TASK TO CARRY OUT → Write out, please, the line containing "man's eye, each" together with all lines after it, up to and including the last one, with no other output.

DATA ROWS →
>> START
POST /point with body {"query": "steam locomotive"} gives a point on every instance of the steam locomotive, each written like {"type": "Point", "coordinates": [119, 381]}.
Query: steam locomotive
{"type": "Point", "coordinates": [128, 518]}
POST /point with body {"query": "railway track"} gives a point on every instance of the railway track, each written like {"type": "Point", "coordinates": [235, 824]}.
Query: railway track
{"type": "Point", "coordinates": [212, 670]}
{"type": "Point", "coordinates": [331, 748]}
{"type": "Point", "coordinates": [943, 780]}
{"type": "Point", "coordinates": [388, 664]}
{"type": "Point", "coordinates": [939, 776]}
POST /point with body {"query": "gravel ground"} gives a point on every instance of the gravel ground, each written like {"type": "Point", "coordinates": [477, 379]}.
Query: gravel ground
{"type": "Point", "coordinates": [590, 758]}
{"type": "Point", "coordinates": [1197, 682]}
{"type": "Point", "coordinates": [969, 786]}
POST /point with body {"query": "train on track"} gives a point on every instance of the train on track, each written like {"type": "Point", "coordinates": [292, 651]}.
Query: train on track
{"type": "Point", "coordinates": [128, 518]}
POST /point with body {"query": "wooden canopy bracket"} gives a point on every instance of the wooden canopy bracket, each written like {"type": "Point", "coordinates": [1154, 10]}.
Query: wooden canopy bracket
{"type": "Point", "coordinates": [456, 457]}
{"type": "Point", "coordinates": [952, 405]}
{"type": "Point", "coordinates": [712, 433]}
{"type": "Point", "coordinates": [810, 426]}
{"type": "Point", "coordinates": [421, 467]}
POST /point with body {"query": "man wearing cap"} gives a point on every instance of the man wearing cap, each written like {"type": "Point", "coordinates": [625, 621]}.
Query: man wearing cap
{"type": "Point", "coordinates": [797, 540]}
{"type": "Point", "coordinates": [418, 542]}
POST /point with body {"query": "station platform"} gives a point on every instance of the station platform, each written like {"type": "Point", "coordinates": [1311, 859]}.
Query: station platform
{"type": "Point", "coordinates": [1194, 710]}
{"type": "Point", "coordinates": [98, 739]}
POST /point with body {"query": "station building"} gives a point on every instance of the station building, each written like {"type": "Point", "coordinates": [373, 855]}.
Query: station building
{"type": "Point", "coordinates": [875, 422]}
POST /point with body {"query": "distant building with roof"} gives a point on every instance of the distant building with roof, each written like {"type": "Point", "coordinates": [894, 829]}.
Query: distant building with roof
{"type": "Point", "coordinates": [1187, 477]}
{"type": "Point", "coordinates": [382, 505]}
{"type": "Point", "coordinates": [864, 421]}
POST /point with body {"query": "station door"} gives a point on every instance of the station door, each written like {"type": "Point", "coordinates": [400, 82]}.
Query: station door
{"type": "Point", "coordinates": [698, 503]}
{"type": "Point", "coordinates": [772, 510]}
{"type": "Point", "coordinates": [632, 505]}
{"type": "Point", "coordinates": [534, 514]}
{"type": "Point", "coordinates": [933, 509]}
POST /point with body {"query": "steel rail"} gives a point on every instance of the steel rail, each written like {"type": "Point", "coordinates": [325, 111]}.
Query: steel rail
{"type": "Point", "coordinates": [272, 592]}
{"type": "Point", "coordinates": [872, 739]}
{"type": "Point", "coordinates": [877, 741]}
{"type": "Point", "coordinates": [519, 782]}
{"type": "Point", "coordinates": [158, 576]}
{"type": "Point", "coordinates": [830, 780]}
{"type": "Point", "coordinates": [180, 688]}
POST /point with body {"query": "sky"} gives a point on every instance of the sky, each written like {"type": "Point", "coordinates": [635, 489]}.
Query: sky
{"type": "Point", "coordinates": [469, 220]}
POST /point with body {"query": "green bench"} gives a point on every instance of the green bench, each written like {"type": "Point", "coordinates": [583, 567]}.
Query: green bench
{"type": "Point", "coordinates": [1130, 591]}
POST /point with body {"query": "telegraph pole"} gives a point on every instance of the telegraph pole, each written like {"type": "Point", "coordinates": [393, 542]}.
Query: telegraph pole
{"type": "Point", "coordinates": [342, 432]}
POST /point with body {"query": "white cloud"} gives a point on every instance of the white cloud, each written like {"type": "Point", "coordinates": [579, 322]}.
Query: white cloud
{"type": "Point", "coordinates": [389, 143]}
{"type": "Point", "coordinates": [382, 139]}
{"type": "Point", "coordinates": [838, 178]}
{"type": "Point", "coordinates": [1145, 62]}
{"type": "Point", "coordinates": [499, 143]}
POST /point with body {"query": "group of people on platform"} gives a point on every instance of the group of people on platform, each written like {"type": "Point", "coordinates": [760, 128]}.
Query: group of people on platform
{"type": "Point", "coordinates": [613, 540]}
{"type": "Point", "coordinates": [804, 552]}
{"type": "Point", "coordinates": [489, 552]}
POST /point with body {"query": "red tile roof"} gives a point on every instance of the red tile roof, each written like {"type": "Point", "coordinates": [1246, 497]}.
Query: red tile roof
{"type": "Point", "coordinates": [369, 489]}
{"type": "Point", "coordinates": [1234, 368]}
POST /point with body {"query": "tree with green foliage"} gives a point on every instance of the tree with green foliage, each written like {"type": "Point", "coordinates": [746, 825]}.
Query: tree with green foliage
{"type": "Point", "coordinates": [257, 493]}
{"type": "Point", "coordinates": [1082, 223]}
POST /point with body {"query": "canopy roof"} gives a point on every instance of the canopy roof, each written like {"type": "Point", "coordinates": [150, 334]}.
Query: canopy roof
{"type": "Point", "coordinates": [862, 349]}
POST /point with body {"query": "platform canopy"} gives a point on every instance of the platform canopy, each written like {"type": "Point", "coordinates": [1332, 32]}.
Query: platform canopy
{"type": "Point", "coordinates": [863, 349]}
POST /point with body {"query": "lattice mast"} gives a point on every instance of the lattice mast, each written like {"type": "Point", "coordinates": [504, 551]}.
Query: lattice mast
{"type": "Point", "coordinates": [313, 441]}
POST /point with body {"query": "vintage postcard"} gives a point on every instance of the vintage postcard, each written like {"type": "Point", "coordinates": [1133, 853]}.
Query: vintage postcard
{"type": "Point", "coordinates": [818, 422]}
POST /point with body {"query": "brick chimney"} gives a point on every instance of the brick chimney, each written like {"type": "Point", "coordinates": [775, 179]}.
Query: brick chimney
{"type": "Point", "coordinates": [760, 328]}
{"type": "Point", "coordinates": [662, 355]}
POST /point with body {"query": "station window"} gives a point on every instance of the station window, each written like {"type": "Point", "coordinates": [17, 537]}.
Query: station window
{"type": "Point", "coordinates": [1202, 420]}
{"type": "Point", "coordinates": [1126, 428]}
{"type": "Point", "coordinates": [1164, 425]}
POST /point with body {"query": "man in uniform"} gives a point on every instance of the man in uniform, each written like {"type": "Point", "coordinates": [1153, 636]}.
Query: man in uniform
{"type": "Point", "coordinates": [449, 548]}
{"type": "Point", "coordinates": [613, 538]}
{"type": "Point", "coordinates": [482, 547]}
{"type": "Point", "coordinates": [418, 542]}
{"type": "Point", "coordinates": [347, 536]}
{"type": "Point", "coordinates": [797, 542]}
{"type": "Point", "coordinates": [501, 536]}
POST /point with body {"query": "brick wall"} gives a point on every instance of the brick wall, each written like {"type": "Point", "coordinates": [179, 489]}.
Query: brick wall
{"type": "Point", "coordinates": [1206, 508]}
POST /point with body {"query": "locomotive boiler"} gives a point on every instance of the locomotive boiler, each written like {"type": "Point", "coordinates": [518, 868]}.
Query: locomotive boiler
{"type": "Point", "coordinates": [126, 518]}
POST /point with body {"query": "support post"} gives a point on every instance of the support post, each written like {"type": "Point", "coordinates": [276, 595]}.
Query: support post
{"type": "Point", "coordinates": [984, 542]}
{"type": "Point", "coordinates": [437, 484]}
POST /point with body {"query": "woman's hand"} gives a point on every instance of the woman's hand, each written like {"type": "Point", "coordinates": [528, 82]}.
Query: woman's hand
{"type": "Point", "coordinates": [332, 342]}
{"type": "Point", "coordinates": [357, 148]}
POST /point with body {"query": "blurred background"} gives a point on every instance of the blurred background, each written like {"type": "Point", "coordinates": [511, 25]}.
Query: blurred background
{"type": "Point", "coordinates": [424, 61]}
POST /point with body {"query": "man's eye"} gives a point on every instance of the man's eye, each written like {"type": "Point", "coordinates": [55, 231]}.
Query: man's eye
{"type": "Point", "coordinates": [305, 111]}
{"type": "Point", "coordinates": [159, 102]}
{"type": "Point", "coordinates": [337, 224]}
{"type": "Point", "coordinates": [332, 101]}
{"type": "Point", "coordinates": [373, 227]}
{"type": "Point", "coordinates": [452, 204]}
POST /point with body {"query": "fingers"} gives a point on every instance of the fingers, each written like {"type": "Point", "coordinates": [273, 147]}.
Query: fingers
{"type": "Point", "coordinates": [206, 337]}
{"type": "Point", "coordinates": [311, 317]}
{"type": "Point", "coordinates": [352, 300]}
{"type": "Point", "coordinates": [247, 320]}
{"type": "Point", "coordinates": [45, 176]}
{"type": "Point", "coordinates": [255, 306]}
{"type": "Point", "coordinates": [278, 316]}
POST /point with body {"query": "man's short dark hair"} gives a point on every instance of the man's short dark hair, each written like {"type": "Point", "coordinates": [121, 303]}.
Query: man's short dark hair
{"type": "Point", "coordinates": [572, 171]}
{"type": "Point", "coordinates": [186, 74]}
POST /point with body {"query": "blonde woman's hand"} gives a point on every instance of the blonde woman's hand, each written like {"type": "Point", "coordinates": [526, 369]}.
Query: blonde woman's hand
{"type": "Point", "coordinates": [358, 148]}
>> END
RESPONSE TO THIS TASK →
POST /point with body {"query": "man's eye"} gives a point on every instance of the man's eye, each written like {"type": "Point", "coordinates": [55, 231]}.
Query: man's eye
{"type": "Point", "coordinates": [305, 111]}
{"type": "Point", "coordinates": [159, 102]}
{"type": "Point", "coordinates": [337, 224]}
{"type": "Point", "coordinates": [332, 101]}
{"type": "Point", "coordinates": [373, 227]}
{"type": "Point", "coordinates": [452, 204]}
POST /point with body {"query": "fingers"} gives a point on every instance of the fingers, each written like {"type": "Point", "coordinates": [273, 147]}.
Query: fingers
{"type": "Point", "coordinates": [206, 337]}
{"type": "Point", "coordinates": [311, 317]}
{"type": "Point", "coordinates": [352, 300]}
{"type": "Point", "coordinates": [247, 320]}
{"type": "Point", "coordinates": [45, 176]}
{"type": "Point", "coordinates": [255, 306]}
{"type": "Point", "coordinates": [278, 316]}
POST /point with body {"query": "man's short dark hair"} gives a point on every instance of the man's short dark hair, each written like {"type": "Point", "coordinates": [121, 303]}.
Query: man's short dark hair
{"type": "Point", "coordinates": [572, 171]}
{"type": "Point", "coordinates": [186, 74]}
POST /point with body {"query": "blonde woman's hand"} gives a point on every instance of the blonde woman's hand, each written like {"type": "Point", "coordinates": [526, 369]}.
Query: blonde woman's hand
{"type": "Point", "coordinates": [358, 148]}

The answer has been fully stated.